Diz o jornal "Der Spiegel" que, no dia 21 de março, uma tropa de soldados americanos atacou uma pousada na cidade afegã de Iman Sahib, pertencente ao prefeito local, matando três funcionários e dois hóspedes e prendendo quatro pessoas. Esclareceram que um dos presos seria importante líder da Al Qaeda (todas as outras vítimas eram inocentes). Verificou-se depois que se tratava apenas de um chefão local do narcotráfico. Quem dera a dica errada também era do ramo e enganara os americanos, que foram assim usados como pistoleiros para livrar o informante de um concorrente.

 

Como um narcotraficante poderia estar tão próximo do exército americano a ponto de gozar de sua confiança?

 

Respostas podem ser encontradas na história recente do Afeganistão.

 

Quando o exército soviético invadiu o país em 1979, a CIA montou a resistência associada ao ISIS, serviço secreto do Paquistão, recrutando guerreiros islâmicos de variadas procedências, inclusive talibãs, senhores da guerra e terroristas como Bin Laden, então no início de sua carreira. Contando com muito dinheiro e grande quantidade de armas, a guerrilha avançou a partir da fronteira do Paquistão. À medida que ia libertando territórios, seus chefes, "para fazer caixa", induziam os camponeses a plantarem papoulas, da qual se extrai o ópio, matéria-prima da heroína. Antes disso, a produção do país era mínima. De acordo com o pesquisador Alfred McCoy, professor da Universidade de Michigan: "Depois de 2 anos de operações da CIA no Afeganistão, a região próxima à fronteira com o Paquistão tornou-se a maior produtora mundial de heroína". Ele diz mais: "Os líderes afegãos e os sindicatos locais, sob a proteção da Inteligência do Paquistão, operaram centenas de laboratórios de heroína. De acordo com o Washington Post (maio de 1990), o chefão Gulbuddin Hekmatyar recebeu metade das armas que os Estados Unidos enviaram para a guerrilha. Embora fosse conhecido como narcotraficante, a CIA manteve uma aliança com ele. Posteriormente, Charles Cogan, ex-chefe da CIA no Afeganistão, explicou por que: "Nossa missão era causar o máximo de dano possível aos soviéticos...". E assim os americanos fecharam os olhos para os negócios de heroína dos seus parceiros afegãs.

▶ REGISTROS A USAR
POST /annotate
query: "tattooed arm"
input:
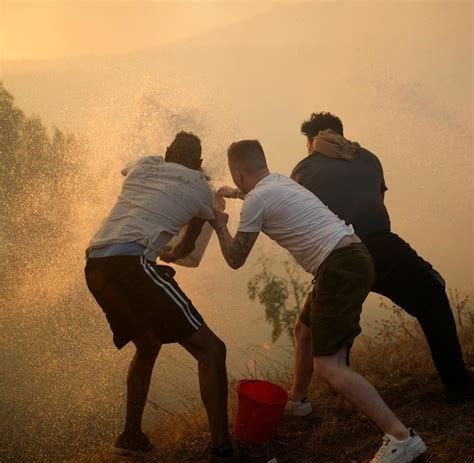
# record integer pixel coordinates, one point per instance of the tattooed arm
(237, 249)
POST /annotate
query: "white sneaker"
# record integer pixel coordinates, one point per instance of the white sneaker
(300, 408)
(400, 451)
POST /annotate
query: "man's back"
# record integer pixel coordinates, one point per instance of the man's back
(294, 218)
(351, 189)
(157, 199)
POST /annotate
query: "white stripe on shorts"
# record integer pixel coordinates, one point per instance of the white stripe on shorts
(172, 292)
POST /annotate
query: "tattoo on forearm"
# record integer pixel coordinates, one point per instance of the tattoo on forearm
(236, 250)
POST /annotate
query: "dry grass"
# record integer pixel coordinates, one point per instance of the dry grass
(397, 362)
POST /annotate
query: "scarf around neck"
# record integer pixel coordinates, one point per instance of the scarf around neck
(333, 145)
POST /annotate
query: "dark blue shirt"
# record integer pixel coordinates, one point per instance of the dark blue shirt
(353, 190)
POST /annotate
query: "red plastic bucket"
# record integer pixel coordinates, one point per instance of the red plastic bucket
(259, 409)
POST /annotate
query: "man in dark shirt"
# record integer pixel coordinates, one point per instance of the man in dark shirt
(349, 180)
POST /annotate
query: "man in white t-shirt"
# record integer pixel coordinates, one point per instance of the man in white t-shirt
(142, 301)
(328, 249)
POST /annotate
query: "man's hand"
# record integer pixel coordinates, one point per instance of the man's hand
(220, 220)
(229, 192)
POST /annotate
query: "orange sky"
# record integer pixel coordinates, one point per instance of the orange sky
(44, 30)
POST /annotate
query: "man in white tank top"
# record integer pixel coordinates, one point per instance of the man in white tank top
(328, 249)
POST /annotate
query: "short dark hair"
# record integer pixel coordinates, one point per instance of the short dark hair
(248, 154)
(185, 149)
(321, 121)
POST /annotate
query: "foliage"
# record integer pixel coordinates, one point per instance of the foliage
(282, 296)
(39, 172)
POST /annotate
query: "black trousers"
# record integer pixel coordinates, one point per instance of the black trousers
(415, 286)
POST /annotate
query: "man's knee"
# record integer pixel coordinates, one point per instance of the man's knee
(148, 345)
(325, 368)
(217, 349)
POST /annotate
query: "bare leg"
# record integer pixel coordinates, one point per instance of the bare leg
(360, 392)
(210, 352)
(139, 377)
(303, 366)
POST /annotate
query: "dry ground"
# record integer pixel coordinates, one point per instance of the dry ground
(396, 361)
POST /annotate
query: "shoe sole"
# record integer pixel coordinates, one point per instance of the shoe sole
(300, 414)
(131, 453)
(415, 452)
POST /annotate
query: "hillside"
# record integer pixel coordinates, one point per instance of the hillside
(396, 361)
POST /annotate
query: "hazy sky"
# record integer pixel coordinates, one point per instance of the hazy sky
(44, 30)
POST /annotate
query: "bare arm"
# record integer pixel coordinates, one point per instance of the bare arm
(235, 250)
(187, 243)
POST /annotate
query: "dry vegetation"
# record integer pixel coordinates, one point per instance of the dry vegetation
(397, 361)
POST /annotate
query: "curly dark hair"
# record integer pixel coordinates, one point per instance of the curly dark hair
(186, 150)
(321, 121)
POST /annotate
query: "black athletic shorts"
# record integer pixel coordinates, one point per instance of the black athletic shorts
(136, 294)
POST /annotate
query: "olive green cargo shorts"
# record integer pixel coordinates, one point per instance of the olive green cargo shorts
(332, 309)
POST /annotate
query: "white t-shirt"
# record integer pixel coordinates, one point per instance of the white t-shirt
(157, 200)
(293, 217)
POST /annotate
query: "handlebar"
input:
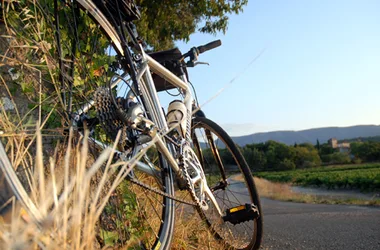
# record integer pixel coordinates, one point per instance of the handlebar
(209, 46)
(195, 51)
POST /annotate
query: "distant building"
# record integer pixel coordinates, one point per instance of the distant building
(344, 147)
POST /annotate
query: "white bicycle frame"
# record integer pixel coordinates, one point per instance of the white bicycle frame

▶ TAREFAS E EXERCÍCIOS
1. Resuma o texto fornecido em duas frases.
2. Filtre os registros, copiando cada linha que contenha a palavra “curly”. Considere a diferença entre maiúsculas e minúsculas.

▶ RESPOSTAS DAS TAREFAS
1. Segundo o jornal "Der Spiegel", soldados americanos atacaram em 21 de março uma pousada em Iman Sahib, no Afeganistão, matando inocentes e prendendo um chefão local do narcotráfico apontado como líder da Al Qaeda por um informante do mesmo ramo, que assim se livrou de um concorrente. O texto busca explicações na história recente do país: após a invasão soviética de 1979, a CIA montou uma guerrilha cujos chefes induziram os camponeses a plantar papoulas, aliou-se a narcotraficantes como Gulbuddin Hekmatyar e fechou os olhos para os negócios de heroína dos parceiros afegãos.

2.
query: "curly dark hair"
# record integer pixel coordinates, one point per instance of the curly dark hair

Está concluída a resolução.